→ **OBJECTIVE**:
Report every line of the material below that contains the string "coat", treating uppercase and lowercase letters as distinct.

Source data
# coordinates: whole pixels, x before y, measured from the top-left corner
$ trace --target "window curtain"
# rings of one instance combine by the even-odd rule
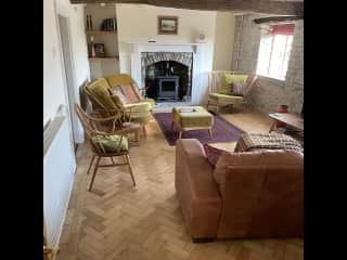
[[[294,35],[294,24],[281,24],[272,26],[272,35]]]

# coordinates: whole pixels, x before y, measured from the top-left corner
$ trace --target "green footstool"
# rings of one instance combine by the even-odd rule
[[[180,129],[179,139],[183,131],[190,130],[208,130],[209,138],[213,136],[211,128],[214,126],[214,116],[202,106],[176,106],[172,108],[174,122]]]

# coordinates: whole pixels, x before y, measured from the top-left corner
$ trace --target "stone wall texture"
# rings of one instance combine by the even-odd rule
[[[260,43],[257,15],[236,16],[232,69],[255,74]],[[299,114],[304,103],[304,21],[295,22],[295,31],[285,80],[259,77],[250,92],[250,106],[262,114],[287,105],[291,113]]]

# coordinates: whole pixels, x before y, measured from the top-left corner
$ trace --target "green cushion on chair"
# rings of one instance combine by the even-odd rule
[[[218,102],[230,102],[230,103],[243,103],[244,99],[239,95],[227,95],[227,94],[219,94],[219,93],[211,93],[208,95],[210,100],[218,101]]]
[[[119,141],[121,135],[113,134],[113,135],[95,135],[92,138],[94,143],[101,144],[107,153],[116,153],[118,151]],[[128,139],[123,136],[120,143],[120,152],[128,152]]]
[[[230,95],[232,94],[232,83],[245,83],[247,81],[248,75],[234,75],[234,74],[226,74],[224,81],[221,84],[220,94]]]

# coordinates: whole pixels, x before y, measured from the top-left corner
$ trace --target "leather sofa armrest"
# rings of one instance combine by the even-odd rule
[[[221,198],[213,172],[197,140],[177,141],[175,186],[192,238],[215,238],[217,235]]]

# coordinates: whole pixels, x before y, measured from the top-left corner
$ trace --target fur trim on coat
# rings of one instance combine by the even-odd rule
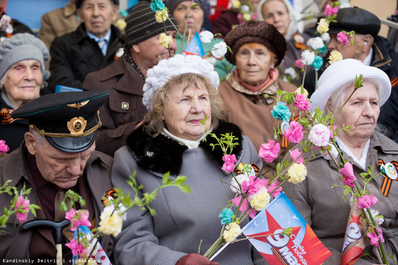
[[[233,123],[220,121],[218,126],[213,130],[218,139],[220,134],[232,133],[238,138],[239,145],[234,147],[233,153],[237,157],[242,152],[242,131]],[[203,148],[209,157],[220,167],[224,164],[222,161],[223,153],[219,146],[216,146],[213,150],[210,144],[217,144],[214,138],[207,136],[206,141],[203,141],[199,147]],[[140,126],[127,138],[126,145],[130,152],[136,157],[137,164],[142,168],[161,173],[170,171],[172,175],[178,175],[182,165],[184,152],[188,149],[176,141],[162,135],[155,138],[145,132],[143,127]]]

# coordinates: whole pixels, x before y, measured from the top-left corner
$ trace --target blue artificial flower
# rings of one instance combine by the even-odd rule
[[[155,12],[164,9],[164,4],[162,0],[154,0],[151,2],[151,9]]]
[[[324,64],[324,59],[322,57],[315,55],[314,62],[311,64],[311,66],[314,67],[315,70],[319,71],[322,64]]]
[[[283,120],[286,122],[289,122],[290,119],[291,113],[289,111],[289,108],[286,107],[286,103],[284,102],[278,102],[273,106],[271,114],[276,119]]]
[[[234,215],[234,212],[229,208],[223,209],[218,215],[218,218],[221,219],[221,224],[228,224],[232,221],[232,216]]]

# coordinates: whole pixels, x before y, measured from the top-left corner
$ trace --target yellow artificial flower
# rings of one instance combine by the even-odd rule
[[[168,18],[167,8],[164,8],[164,9],[163,10],[158,10],[158,12],[155,15],[155,17],[156,18],[156,21],[159,23],[163,23],[165,21],[166,19]]]
[[[318,26],[316,27],[316,31],[319,34],[322,35],[328,32],[329,30],[329,23],[326,22],[325,18],[321,18],[319,22],[318,22]]]
[[[254,194],[248,196],[250,206],[257,210],[263,210],[269,203],[269,194],[265,187],[262,188]]]
[[[297,94],[301,94],[301,88],[297,88],[297,89],[294,91],[295,93],[296,93]],[[307,91],[307,89],[305,88],[304,89],[304,95],[306,97],[308,96],[308,91]]]
[[[239,0],[233,0],[232,1],[232,7],[234,8],[239,8],[240,7],[240,6],[241,4],[240,4],[240,1]]]
[[[222,233],[224,236],[224,239],[228,243],[233,238],[235,235],[238,234],[240,232],[240,227],[239,225],[234,222],[227,226],[226,230]]]
[[[290,183],[297,184],[306,179],[307,167],[303,164],[294,163],[287,170],[287,175],[290,178],[287,180]]]
[[[343,56],[338,50],[334,50],[330,53],[329,56],[329,63],[332,64],[336,62],[343,60]]]
[[[243,16],[244,21],[248,21],[252,20],[252,15],[250,13],[245,13]]]
[[[123,31],[125,29],[126,29],[126,26],[127,25],[127,23],[126,22],[126,20],[122,18],[119,18],[115,23],[115,25],[119,29],[119,31]]]
[[[107,206],[104,209],[101,213],[101,221],[98,230],[105,234],[117,236],[121,232],[123,220],[117,211],[114,210],[114,209],[113,205]]]
[[[173,37],[171,35],[167,36],[166,33],[161,33],[159,37],[159,42],[165,48],[168,48],[170,44],[173,42]]]

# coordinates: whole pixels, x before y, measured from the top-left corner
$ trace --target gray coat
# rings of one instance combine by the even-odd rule
[[[299,150],[300,146],[297,146]],[[309,154],[307,154],[307,156]],[[308,156],[307,156],[308,157]],[[364,180],[359,174],[363,172],[352,158],[343,153],[344,160],[354,163],[354,173],[357,183],[363,188]],[[398,144],[385,136],[374,132],[370,137],[370,144],[366,157],[366,164],[375,168],[374,172],[380,173],[378,160],[385,163],[398,161]],[[337,157],[340,163],[340,157]],[[311,227],[315,234],[333,255],[325,264],[339,264],[343,247],[344,233],[350,213],[351,195],[345,196],[347,201],[342,200],[344,189],[336,187],[331,189],[333,183],[341,184],[337,167],[332,161],[326,160],[317,153],[316,157],[310,160],[307,166],[307,177],[301,183],[287,183],[284,191],[296,206],[298,211]],[[381,225],[386,243],[383,244],[386,255],[389,252],[395,257],[398,245],[398,181],[393,181],[388,197],[381,192],[380,184],[383,177],[379,175],[366,185],[369,194],[374,194],[379,201],[371,206],[384,216]],[[388,242],[388,243],[387,243]],[[366,249],[371,252],[371,248]],[[388,259],[388,258],[387,258]],[[355,264],[371,264],[377,263],[368,257],[360,259]],[[390,260],[391,265],[396,265],[397,260]]]
[[[246,137],[241,136],[237,126],[223,122],[213,130],[217,135],[231,131],[239,138],[240,144],[233,152],[237,163],[261,166],[256,149]],[[117,264],[173,265],[187,253],[197,253],[201,240],[200,253],[204,254],[219,236],[221,225],[218,216],[234,193],[220,181],[230,182],[232,174],[221,169],[222,153],[217,148],[211,151],[212,140],[208,137],[207,142],[202,142],[199,147],[188,149],[162,135],[152,138],[141,126],[128,138],[127,146],[115,152],[112,181],[125,192],[134,192],[126,183],[134,170],[143,192],[158,187],[163,173],[169,170],[170,179],[178,175],[187,176],[184,184],[192,190],[189,194],[174,187],[159,191],[150,204],[156,211],[154,216],[148,210],[131,209],[116,239]],[[148,152],[153,152],[153,155],[148,156]],[[242,227],[247,220],[243,223]],[[241,241],[228,246],[214,261],[226,265],[252,264],[251,250],[248,241]]]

→ **WRITTEN SOLUTION**:
$ trace --target fur trim on coat
$ trace --target gray coat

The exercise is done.